▶ **What is needed**
Extract the complete listing and output it unchanged.

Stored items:
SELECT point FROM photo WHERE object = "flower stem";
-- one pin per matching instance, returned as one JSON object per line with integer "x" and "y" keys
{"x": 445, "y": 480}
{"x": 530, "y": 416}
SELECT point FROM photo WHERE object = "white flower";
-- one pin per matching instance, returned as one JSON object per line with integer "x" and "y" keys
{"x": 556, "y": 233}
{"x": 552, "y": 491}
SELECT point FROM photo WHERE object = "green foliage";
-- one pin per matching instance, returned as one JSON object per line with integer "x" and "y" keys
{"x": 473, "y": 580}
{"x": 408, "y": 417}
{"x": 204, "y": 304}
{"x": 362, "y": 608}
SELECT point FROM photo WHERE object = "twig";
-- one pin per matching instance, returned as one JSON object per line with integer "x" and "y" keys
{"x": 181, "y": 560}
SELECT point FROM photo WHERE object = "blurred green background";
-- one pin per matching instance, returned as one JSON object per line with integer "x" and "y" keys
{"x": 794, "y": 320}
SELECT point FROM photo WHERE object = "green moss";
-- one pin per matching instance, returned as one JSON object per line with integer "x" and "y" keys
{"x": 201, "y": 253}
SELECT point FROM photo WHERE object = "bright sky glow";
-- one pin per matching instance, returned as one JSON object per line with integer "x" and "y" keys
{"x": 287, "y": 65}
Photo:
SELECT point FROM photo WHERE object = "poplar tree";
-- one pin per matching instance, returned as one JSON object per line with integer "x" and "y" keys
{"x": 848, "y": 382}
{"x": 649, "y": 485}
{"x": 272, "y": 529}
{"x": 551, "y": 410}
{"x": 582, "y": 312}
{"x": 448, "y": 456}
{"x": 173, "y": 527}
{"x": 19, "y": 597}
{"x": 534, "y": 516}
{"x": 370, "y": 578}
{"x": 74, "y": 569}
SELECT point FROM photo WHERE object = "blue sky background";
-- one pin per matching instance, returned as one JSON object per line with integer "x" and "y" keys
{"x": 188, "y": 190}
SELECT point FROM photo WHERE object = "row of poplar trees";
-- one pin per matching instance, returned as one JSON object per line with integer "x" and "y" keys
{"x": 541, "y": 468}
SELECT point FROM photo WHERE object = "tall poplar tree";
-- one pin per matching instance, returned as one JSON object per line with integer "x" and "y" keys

▶ **Worked answer**
SELECT point FROM photo WHERE object = "flower stem";
-- one pin per matching instance, returned as one JSON object per line with integer "x" and "y" keys
{"x": 445, "y": 480}
{"x": 530, "y": 416}
SELECT point FROM photo WHERE object = "white flower";
-- one pin per matching instance, returned as one JSON object per line with integer "x" and "y" keys
{"x": 556, "y": 233}
{"x": 552, "y": 491}
SELECT point FROM photo WHERE object = "green foliage";
-- one pin per matching instance, returned as one JSON object per line with integer "x" and "y" keys
{"x": 473, "y": 580}
{"x": 408, "y": 417}
{"x": 204, "y": 304}
{"x": 362, "y": 608}
SELECT point FROM photo WHERE object = "twig";
-- one pin per matching instance, returned as one JSON object per line with integer "x" and "y" keys
{"x": 181, "y": 560}
SELECT point FROM photo WHERE object = "blurred green background";
-- one pin per matching instance, returned as one JSON object per line with integer "x" and "y" keys
{"x": 794, "y": 320}
SELECT point FROM photo WHERE object = "green moss";
-- one pin per matching instance, returned as one JSON object per line with integer "x" and "y" keys
{"x": 201, "y": 253}
SELECT point FROM photo WHERE object = "bright sky glow";
-- one pin per matching instance, returned as one JSON object per line with integer "x" and "y" keys
{"x": 287, "y": 65}
Photo:
SELECT point FROM photo WHERE object = "poplar tree";
-- one pin per matching instance, returned as one JSON object per line with integer "x" and "y" keys
{"x": 848, "y": 382}
{"x": 649, "y": 485}
{"x": 272, "y": 529}
{"x": 551, "y": 410}
{"x": 582, "y": 312}
{"x": 448, "y": 456}
{"x": 173, "y": 527}
{"x": 19, "y": 597}
{"x": 534, "y": 516}
{"x": 370, "y": 578}
{"x": 74, "y": 569}
SELECT point FROM photo WHERE object = "blue sky background";
-- one pin per matching instance, returned as one JSON object per line with integer "x" and "y" keys
{"x": 188, "y": 190}
SELECT point FROM photo WHERE object = "row of poplar trees";
-- one pin per matching instance, returned as one JSON object per line with integer "x" and "y" keys
{"x": 541, "y": 468}
SELECT point FROM photo WHERE object = "tall poplar tree";
-- one pin per matching instance, returned as one JSON object per line with integer "x" and "y" keys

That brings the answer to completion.